> _Directive_
Copy every line of the listing from the line with "Would you be able to pin the blue" through the end of the listing, requests included, and scale each x and y point coordinate in the answers by 1.9, rounding to whole numbers with halves rounded up. Keep the requests and their format samples unchanged.
***** Records to use *****
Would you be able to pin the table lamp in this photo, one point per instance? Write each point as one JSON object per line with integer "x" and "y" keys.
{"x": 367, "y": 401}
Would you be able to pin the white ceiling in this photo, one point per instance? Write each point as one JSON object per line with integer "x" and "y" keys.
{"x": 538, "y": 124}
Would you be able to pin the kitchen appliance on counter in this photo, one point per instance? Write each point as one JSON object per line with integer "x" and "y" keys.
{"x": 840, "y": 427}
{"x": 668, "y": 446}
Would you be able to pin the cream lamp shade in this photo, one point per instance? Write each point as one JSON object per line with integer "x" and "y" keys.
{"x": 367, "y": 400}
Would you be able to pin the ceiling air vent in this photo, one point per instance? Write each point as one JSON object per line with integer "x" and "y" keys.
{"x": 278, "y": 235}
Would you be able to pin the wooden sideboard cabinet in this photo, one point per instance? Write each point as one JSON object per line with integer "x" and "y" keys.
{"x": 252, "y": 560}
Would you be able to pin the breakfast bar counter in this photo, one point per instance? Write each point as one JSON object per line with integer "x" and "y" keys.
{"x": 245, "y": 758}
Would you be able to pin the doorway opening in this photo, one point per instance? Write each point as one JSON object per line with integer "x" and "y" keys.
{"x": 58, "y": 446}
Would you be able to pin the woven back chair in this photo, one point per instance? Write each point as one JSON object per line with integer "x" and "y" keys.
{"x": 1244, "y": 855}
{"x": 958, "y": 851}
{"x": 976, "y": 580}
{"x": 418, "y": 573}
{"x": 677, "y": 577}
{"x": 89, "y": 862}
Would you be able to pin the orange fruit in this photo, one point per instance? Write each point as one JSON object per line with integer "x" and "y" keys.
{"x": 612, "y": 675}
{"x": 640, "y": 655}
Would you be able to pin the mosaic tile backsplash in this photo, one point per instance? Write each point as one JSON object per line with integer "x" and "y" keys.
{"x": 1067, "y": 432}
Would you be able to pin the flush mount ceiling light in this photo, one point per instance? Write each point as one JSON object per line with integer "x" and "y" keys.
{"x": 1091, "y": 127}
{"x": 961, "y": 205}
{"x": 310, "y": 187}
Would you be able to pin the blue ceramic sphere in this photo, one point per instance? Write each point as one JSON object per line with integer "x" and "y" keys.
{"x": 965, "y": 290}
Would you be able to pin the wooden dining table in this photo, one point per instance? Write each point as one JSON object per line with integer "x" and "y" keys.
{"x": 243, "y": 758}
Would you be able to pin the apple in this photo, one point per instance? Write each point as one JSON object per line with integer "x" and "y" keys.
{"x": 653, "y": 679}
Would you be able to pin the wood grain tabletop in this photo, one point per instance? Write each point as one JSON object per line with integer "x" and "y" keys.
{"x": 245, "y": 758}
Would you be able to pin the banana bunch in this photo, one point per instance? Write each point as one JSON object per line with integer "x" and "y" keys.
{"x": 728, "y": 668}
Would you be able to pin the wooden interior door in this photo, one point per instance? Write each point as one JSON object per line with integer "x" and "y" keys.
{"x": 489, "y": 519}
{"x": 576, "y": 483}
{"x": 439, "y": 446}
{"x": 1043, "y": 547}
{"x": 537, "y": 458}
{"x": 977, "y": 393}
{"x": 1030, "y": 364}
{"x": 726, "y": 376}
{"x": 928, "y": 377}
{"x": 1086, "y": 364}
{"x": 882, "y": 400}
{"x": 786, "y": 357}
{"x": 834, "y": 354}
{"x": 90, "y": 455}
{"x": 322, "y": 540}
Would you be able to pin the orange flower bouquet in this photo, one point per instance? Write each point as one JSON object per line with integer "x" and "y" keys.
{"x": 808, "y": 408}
*****
> _Task answer_
Would you be able to pin the blue ceramic sphere in this photo, one point per instance? Write each point as one JSON object per line with integer "x" and "y" keys.
{"x": 1834, "y": 551}
Would you be able to pin the wooden dining table in this photo, one point per instance? Write each point as one JSON object per line with integer "x" and "y" keys.
{"x": 462, "y": 1440}
Would you be able to pin the apple in this photo, one point per instance? Write each point as one JSON object per line with integer "x" and "y" keys.
{"x": 1241, "y": 1290}
Would you be able to pin the wood grain tabletop in this photo, one point per instance? Write each point as one JSON object per line with integer "x" and "y" keys.
{"x": 466, "y": 1440}
Would you be able to pin the banana bunch in this photo, one point per instance? Write each point as one JSON object per line with integer "x" and "y" keys.
{"x": 1383, "y": 1269}
Would you be able to pin the wooden interior door in this photo, one point per instance? Write each point as one JSON object per line with integer "x" and "y" keys.
{"x": 929, "y": 986}
{"x": 1094, "y": 918}
{"x": 834, "y": 847}
{"x": 1982, "y": 1039}
{"x": 1020, "y": 870}
{"x": 1856, "y": 747}
{"x": 1957, "y": 692}
{"x": 1379, "y": 714}
{"x": 1763, "y": 716}
{"x": 2063, "y": 692}
{"x": 1676, "y": 760}
{"x": 1493, "y": 678}
{"x": 1585, "y": 673}
{"x": 171, "y": 865}
{"x": 612, "y": 1026}
Would you be able to pin the orange flower bouquet in this photo, one point per instance? Write each point as one JSON object per line with integer "x" and "y" keys.
{"x": 1535, "y": 775}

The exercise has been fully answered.